▸ Instructions to follow
Put the stretch from the start of the rows below through the line containing "pixel 198 234", both ends included, into a Markdown table. Use the columns "Number" and "Line", give each line its own number, and leave out blank lines.

▸ Data provided
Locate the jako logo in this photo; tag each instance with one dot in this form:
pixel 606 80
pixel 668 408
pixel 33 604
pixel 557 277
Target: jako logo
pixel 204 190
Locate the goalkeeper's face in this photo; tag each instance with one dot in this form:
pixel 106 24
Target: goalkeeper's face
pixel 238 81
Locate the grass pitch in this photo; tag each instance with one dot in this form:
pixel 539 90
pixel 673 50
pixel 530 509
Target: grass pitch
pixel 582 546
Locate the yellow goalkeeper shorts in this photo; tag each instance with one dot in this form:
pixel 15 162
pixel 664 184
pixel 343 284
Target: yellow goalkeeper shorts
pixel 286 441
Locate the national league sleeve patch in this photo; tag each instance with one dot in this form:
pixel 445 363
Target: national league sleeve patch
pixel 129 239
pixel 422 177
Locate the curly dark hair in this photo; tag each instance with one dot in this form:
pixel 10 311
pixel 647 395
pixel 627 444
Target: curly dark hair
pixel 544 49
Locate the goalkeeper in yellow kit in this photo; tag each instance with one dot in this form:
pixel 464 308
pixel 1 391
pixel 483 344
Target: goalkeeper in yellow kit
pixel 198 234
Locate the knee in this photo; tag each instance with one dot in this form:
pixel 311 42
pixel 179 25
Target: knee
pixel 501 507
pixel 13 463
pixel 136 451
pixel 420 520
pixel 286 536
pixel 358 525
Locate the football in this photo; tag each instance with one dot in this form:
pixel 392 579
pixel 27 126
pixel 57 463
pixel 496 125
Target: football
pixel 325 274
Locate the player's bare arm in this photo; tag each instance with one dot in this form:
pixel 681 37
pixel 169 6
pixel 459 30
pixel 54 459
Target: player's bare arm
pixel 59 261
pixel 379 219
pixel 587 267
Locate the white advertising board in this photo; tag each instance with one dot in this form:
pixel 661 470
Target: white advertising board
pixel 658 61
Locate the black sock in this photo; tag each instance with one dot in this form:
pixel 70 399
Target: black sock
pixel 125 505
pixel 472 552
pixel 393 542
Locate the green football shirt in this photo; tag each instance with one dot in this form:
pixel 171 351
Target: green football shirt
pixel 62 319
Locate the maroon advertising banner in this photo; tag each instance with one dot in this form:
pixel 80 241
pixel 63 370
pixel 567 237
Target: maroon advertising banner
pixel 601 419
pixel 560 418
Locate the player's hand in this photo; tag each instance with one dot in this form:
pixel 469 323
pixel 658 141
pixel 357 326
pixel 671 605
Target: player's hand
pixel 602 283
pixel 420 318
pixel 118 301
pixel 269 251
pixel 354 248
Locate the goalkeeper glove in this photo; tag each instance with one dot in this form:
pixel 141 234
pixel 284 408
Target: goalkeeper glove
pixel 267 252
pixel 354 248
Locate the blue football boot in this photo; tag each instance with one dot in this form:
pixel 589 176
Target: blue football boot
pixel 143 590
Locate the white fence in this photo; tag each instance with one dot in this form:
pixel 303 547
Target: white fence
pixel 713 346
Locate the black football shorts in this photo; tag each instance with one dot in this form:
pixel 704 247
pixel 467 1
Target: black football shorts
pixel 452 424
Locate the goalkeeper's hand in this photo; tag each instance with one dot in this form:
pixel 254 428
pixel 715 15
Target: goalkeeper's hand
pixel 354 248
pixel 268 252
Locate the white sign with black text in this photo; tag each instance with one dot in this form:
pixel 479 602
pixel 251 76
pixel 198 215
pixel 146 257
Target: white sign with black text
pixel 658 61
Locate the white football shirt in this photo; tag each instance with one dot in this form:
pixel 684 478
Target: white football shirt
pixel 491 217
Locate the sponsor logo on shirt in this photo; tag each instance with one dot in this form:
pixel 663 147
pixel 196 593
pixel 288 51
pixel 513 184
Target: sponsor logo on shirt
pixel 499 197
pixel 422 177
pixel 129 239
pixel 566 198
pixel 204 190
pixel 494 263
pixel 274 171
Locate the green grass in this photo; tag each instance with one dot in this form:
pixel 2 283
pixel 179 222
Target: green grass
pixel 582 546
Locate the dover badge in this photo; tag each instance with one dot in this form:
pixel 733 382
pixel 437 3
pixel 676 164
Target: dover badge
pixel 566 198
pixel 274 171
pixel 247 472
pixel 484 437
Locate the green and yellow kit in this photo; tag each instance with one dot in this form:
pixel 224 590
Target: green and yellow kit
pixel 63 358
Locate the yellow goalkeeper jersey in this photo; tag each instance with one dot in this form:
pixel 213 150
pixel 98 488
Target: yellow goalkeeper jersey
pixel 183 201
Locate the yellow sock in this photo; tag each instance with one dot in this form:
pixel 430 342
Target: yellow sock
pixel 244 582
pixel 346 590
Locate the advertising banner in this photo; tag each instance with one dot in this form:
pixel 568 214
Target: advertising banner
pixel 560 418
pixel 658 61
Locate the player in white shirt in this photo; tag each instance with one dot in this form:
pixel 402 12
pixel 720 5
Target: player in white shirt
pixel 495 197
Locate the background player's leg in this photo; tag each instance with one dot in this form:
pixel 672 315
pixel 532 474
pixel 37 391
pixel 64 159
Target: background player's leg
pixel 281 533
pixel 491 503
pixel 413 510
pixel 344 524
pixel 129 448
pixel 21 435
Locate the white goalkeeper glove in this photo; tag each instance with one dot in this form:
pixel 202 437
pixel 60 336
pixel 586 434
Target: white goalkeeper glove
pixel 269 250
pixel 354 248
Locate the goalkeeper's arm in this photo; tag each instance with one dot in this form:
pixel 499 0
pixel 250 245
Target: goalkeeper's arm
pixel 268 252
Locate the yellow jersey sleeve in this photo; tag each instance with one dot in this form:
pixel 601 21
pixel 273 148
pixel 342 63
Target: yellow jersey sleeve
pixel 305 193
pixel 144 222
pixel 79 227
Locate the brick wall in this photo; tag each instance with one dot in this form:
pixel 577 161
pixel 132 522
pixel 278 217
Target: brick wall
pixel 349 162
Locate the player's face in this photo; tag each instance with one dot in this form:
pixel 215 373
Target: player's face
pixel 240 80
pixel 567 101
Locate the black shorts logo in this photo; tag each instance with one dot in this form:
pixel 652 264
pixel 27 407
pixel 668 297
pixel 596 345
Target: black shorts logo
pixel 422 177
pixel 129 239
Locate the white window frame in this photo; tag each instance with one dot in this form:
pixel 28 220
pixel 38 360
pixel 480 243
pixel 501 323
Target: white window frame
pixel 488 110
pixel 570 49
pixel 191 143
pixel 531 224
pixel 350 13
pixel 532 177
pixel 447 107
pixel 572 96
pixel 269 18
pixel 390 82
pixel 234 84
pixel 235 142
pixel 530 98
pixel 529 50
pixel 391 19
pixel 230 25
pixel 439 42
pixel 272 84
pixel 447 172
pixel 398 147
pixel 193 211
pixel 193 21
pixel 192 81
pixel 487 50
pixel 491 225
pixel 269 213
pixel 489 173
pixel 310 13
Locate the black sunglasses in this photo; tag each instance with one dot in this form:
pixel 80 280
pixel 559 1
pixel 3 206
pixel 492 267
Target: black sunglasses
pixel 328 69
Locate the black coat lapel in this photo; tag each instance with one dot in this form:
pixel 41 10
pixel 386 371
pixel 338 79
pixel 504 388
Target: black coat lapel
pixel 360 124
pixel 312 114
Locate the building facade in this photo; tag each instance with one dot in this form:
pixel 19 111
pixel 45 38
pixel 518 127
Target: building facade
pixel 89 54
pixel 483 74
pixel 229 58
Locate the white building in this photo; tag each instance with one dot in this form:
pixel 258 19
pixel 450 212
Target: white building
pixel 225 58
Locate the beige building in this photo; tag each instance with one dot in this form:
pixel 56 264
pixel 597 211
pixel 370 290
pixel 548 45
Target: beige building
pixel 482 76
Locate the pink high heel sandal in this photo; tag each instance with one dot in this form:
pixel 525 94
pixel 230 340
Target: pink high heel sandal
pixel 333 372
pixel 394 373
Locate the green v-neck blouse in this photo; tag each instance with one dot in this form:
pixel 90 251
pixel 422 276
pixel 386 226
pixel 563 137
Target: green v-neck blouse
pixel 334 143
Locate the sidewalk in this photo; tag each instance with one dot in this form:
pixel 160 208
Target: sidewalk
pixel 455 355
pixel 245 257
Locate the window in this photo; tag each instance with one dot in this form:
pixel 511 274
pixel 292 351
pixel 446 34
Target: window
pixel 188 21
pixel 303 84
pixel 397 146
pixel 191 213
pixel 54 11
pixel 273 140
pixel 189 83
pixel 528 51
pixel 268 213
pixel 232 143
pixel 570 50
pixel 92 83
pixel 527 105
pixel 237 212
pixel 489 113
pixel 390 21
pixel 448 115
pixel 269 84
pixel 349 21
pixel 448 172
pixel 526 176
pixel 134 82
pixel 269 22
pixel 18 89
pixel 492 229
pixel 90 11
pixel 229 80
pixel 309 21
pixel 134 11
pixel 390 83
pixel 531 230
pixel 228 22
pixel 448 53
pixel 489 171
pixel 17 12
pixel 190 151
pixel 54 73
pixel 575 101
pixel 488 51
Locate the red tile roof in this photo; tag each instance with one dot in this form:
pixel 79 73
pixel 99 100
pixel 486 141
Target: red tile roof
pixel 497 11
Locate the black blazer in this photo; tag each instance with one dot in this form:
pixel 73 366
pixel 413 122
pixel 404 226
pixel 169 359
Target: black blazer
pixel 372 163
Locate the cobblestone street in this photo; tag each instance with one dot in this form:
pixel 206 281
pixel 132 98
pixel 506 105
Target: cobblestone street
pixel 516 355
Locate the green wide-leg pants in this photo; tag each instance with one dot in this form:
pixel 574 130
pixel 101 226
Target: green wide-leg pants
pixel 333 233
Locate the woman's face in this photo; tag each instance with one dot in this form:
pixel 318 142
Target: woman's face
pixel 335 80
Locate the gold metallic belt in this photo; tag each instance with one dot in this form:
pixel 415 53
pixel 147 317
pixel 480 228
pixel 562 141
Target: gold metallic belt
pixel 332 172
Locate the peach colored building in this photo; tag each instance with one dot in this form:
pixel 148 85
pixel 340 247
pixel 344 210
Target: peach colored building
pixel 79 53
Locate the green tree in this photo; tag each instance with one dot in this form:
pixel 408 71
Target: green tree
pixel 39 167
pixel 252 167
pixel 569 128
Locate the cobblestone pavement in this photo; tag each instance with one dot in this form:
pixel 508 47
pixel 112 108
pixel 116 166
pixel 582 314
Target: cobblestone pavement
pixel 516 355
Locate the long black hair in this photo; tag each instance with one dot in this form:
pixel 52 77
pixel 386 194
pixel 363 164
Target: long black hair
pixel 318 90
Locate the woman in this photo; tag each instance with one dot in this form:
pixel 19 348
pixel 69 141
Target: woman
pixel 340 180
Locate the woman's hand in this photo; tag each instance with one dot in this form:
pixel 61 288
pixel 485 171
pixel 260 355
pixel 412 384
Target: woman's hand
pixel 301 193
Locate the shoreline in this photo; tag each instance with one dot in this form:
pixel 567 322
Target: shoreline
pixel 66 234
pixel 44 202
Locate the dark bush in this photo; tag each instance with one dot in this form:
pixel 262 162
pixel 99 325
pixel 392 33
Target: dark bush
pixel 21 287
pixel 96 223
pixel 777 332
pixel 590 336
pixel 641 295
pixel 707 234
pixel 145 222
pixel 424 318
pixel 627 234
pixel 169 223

▸ Written solution
| Number | Line |
|---|---|
| 1 | Locate the jako logo in this photo; tag each instance with one dot in this form: |
| 2 | pixel 606 80 |
| 3 | pixel 668 408 |
| 4 | pixel 33 604 |
| 5 | pixel 557 277 |
| 6 | Target: jako logo |
| 7 | pixel 204 190 |
| 8 | Locate the goalkeeper's face in this photo; tag each instance with one dot in this form: |
| 9 | pixel 106 24 |
| 10 | Target: goalkeeper's face |
| 11 | pixel 238 81 |
| 12 | Locate the grass pitch in this photo; tag each instance with one dot in this form: |
| 13 | pixel 539 90 |
| 14 | pixel 673 50 |
| 15 | pixel 530 509 |
| 16 | Target: grass pitch |
| 17 | pixel 582 546 |
| 18 | Locate the yellow goalkeeper shorts in this photo; tag each instance with one dot in this form: |
| 19 | pixel 15 162 |
| 20 | pixel 664 184 |
| 21 | pixel 343 284 |
| 22 | Target: yellow goalkeeper shorts |
| 23 | pixel 286 441 |
| 24 | Locate the national league sleeve patch in this photo; tag each instance with one dot in this form: |
| 25 | pixel 445 363 |
| 26 | Target: national league sleeve patch |
| 27 | pixel 129 239 |
| 28 | pixel 422 177 |
| 29 | Locate the curly dark hair in this photo; tag each instance with one dot in this form: |
| 30 | pixel 10 311 |
| 31 | pixel 647 395 |
| 32 | pixel 627 444 |
| 33 | Target: curly dark hair |
| 34 | pixel 544 49 |
| 35 | Locate the goalkeeper in yellow kit in this photo; tag each instance with one dot in this form: |
| 36 | pixel 464 308 |
| 37 | pixel 1 391 |
| 38 | pixel 483 344 |
| 39 | Target: goalkeeper in yellow kit |
| 40 | pixel 198 234 |